▸ **RECORDS FOR THE TASK**:
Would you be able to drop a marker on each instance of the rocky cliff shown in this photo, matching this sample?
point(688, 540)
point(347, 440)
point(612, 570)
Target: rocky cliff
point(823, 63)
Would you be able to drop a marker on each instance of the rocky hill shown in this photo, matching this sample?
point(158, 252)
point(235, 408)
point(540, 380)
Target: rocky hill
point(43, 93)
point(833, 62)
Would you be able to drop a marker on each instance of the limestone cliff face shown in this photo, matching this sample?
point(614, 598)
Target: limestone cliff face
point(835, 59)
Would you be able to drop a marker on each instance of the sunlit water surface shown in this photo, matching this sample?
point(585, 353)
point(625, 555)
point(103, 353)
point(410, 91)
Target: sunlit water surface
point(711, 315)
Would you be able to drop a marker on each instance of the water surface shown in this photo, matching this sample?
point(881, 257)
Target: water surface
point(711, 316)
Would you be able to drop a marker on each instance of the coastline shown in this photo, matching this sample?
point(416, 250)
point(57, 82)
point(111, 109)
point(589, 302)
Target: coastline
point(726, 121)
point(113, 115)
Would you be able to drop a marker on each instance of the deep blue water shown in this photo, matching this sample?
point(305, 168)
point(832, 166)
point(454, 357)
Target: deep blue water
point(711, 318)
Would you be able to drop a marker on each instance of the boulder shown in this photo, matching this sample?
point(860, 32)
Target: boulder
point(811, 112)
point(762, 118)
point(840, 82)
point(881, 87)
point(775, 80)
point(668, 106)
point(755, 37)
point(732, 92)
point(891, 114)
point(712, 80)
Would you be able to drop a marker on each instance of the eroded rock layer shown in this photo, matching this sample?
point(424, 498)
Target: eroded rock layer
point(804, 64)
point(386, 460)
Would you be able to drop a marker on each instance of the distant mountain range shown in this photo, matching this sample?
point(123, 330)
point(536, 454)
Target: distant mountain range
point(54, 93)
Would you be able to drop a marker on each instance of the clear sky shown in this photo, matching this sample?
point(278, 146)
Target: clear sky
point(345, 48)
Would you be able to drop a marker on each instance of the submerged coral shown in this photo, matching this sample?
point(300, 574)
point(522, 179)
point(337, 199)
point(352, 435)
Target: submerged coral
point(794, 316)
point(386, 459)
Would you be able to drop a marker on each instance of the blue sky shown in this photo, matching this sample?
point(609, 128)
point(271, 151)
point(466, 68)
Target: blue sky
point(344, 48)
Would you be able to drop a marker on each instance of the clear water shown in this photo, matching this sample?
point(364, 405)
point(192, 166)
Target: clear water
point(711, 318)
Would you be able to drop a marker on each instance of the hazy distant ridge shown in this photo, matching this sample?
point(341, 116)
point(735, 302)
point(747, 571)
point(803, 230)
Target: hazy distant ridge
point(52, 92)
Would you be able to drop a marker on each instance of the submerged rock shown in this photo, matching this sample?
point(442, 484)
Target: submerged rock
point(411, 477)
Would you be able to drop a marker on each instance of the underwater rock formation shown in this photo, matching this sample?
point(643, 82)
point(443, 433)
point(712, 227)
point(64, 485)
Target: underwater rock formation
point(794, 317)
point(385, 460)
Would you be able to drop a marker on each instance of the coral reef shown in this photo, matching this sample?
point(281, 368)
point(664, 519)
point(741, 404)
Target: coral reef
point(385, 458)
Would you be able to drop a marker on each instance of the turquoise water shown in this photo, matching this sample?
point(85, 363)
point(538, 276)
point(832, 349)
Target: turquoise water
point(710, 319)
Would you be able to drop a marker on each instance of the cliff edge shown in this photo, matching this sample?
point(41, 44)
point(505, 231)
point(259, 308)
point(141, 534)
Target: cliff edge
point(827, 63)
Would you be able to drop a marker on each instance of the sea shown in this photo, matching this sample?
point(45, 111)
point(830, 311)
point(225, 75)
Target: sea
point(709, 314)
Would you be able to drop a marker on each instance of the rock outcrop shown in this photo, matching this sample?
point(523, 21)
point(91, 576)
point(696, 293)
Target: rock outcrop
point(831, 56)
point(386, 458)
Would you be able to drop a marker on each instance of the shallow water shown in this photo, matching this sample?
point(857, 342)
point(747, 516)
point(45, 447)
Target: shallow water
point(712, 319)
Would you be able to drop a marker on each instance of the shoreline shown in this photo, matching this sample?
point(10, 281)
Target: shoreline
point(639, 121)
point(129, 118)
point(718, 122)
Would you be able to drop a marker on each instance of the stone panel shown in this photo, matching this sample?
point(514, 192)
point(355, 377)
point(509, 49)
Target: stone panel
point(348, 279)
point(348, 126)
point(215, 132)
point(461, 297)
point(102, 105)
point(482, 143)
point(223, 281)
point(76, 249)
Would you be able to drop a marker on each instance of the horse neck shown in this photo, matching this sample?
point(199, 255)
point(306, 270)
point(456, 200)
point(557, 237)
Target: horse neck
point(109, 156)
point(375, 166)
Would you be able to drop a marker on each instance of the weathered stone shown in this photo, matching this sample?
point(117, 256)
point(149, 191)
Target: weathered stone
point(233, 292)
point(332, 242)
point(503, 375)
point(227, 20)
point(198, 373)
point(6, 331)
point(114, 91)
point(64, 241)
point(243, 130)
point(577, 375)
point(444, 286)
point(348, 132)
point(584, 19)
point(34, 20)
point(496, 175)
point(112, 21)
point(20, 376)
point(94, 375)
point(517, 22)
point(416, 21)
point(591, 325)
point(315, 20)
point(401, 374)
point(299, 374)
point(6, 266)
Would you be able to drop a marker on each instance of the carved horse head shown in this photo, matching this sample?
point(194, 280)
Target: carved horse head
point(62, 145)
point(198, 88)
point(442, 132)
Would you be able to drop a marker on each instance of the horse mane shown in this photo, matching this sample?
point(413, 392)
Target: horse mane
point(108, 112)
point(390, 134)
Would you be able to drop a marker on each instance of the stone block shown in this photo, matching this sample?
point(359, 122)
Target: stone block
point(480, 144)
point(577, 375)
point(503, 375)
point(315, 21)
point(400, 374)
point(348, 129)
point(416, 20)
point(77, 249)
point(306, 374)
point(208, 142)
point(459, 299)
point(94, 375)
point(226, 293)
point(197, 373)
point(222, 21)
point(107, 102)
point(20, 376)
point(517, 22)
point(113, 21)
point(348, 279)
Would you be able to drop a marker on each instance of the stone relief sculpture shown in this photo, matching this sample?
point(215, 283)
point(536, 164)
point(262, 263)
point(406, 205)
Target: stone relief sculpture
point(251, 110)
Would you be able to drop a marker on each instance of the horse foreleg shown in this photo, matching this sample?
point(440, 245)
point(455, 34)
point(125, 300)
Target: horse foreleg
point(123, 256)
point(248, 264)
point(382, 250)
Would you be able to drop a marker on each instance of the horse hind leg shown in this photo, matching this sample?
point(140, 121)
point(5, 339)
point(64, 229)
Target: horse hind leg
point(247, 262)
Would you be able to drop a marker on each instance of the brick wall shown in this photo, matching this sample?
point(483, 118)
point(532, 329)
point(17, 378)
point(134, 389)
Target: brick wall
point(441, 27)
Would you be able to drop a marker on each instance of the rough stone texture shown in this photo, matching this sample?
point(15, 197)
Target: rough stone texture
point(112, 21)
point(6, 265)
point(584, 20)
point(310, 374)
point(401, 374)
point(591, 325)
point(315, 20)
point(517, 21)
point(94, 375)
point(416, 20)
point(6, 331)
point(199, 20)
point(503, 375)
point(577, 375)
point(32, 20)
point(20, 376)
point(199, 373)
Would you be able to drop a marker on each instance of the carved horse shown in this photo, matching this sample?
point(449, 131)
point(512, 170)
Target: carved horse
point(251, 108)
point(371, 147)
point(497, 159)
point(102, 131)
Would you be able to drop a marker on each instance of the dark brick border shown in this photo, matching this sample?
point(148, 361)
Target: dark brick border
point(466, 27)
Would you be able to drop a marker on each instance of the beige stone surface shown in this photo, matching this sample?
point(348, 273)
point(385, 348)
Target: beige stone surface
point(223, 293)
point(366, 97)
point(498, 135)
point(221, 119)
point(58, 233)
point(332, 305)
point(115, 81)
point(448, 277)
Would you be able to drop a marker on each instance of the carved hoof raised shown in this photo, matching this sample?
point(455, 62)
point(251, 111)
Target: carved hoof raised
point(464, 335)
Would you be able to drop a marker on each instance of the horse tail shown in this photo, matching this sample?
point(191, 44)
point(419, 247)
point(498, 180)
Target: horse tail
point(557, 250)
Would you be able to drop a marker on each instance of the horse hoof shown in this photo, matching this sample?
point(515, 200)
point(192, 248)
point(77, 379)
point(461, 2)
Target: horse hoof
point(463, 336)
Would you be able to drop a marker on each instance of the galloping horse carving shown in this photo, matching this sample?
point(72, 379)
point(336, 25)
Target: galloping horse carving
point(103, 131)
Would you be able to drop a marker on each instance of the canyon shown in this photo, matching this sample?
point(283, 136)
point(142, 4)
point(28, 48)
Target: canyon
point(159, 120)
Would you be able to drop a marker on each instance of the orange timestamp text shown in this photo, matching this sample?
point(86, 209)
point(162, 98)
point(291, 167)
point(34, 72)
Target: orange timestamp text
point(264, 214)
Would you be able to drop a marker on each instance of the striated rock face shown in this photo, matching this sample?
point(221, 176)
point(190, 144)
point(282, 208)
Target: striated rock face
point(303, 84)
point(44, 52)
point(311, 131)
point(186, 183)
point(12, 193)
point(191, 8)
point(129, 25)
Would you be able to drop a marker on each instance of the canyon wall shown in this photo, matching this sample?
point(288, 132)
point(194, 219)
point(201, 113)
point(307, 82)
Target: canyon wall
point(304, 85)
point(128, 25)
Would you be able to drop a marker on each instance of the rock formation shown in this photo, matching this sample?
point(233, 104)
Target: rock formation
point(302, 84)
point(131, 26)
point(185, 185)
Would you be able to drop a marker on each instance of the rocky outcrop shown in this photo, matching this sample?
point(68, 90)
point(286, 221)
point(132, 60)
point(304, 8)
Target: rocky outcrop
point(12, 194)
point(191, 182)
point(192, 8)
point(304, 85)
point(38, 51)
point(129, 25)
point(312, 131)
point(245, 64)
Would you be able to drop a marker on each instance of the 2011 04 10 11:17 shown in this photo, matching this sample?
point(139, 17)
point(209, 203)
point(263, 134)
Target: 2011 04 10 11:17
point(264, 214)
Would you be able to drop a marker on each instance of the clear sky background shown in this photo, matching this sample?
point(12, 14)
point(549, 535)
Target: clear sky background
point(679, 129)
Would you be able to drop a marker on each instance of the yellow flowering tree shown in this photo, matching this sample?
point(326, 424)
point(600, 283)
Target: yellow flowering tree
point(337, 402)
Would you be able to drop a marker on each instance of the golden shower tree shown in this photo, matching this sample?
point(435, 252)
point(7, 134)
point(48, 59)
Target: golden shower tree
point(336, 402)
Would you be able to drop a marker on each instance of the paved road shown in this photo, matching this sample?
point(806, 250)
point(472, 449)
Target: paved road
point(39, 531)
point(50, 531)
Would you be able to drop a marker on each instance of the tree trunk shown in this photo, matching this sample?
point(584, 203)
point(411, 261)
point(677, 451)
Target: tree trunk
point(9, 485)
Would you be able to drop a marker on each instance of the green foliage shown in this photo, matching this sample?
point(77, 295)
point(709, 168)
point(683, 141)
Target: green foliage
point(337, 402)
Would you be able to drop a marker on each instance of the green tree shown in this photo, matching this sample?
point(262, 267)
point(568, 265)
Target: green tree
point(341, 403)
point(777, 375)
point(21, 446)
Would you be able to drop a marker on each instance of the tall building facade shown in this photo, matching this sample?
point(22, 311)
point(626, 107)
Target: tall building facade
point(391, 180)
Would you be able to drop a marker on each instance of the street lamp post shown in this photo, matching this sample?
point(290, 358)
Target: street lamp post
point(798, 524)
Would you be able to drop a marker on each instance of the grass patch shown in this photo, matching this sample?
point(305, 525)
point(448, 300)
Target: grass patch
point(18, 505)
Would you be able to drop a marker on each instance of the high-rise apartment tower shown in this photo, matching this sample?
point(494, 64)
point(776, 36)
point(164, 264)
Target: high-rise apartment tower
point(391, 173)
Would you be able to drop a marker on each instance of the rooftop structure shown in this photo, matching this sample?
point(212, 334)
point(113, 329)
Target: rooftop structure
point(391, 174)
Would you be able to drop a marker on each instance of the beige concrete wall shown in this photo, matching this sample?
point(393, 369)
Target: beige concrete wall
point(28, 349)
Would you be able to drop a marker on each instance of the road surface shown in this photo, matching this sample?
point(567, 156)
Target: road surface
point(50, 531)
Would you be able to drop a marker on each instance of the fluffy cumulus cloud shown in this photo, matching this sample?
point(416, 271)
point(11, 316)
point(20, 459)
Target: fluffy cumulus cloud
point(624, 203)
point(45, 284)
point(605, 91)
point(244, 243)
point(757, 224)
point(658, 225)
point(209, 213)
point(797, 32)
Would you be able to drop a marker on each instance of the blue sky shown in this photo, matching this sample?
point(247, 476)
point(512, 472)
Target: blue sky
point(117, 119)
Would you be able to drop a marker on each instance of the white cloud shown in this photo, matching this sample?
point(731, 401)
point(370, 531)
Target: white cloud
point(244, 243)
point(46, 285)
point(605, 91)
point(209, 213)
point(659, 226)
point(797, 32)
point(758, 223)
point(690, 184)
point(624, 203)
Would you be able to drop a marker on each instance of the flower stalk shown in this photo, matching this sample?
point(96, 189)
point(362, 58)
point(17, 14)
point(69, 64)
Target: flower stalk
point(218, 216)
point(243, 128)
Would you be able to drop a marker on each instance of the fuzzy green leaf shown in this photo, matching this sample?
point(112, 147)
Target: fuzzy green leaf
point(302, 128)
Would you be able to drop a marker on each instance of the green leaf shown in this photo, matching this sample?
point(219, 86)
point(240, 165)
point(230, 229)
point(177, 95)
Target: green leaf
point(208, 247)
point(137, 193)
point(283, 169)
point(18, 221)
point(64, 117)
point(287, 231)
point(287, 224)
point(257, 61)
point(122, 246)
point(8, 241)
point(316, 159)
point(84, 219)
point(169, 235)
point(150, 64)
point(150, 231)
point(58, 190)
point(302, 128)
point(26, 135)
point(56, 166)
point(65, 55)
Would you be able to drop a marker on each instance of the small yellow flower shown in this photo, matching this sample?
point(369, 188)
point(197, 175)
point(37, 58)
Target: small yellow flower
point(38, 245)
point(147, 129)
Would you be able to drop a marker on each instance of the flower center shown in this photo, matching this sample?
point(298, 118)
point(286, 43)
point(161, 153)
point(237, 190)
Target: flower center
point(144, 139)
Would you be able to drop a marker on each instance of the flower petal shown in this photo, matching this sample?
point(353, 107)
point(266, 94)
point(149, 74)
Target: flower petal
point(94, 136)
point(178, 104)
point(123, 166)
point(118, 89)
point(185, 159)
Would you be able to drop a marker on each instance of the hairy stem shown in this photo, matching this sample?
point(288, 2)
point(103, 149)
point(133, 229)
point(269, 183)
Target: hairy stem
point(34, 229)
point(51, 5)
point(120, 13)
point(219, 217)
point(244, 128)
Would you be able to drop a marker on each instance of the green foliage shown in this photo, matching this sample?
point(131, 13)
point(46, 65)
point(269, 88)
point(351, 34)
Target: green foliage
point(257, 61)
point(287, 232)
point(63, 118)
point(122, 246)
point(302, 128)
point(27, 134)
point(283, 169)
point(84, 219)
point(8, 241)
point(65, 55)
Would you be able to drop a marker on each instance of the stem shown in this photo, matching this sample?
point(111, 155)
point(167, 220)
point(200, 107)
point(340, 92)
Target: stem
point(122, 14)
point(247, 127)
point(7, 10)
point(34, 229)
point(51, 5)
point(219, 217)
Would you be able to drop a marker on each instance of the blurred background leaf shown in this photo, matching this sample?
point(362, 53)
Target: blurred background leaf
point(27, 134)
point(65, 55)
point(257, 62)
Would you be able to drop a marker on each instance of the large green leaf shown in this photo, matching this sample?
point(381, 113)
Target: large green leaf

▸ **YOUR OBJECTIVE**:
Output the lines from the line containing "raised shown in this photo, matching this sample?" through the line containing "point(463, 336)" as a Markdown table with the columns Row and Line, numbering each line in Row and omitting blank lines.

▸ **COMPLETE RESPONSE**:
| Row | Line |
|---|---|
| 1 | Would you be able to drop a marker on each instance of the carved hoof raised shown in this photo, matching this sample? |
| 2 | point(455, 62) |
| 3 | point(251, 111) |
| 4 | Target: carved hoof raised |
| 5 | point(464, 335) |
| 6 | Would you be able to drop a marker on each instance of the horse tail shown in this photo, matching this sample? |
| 7 | point(191, 44) |
| 8 | point(419, 247) |
| 9 | point(498, 180) |
| 10 | Target: horse tail |
| 11 | point(557, 250) |
| 12 | Would you be able to drop a marker on each instance of the horse hoof shown in this photo, matching this sample? |
| 13 | point(515, 200) |
| 14 | point(192, 248) |
| 15 | point(77, 379) |
| 16 | point(461, 2) |
| 17 | Target: horse hoof |
| 18 | point(463, 336) |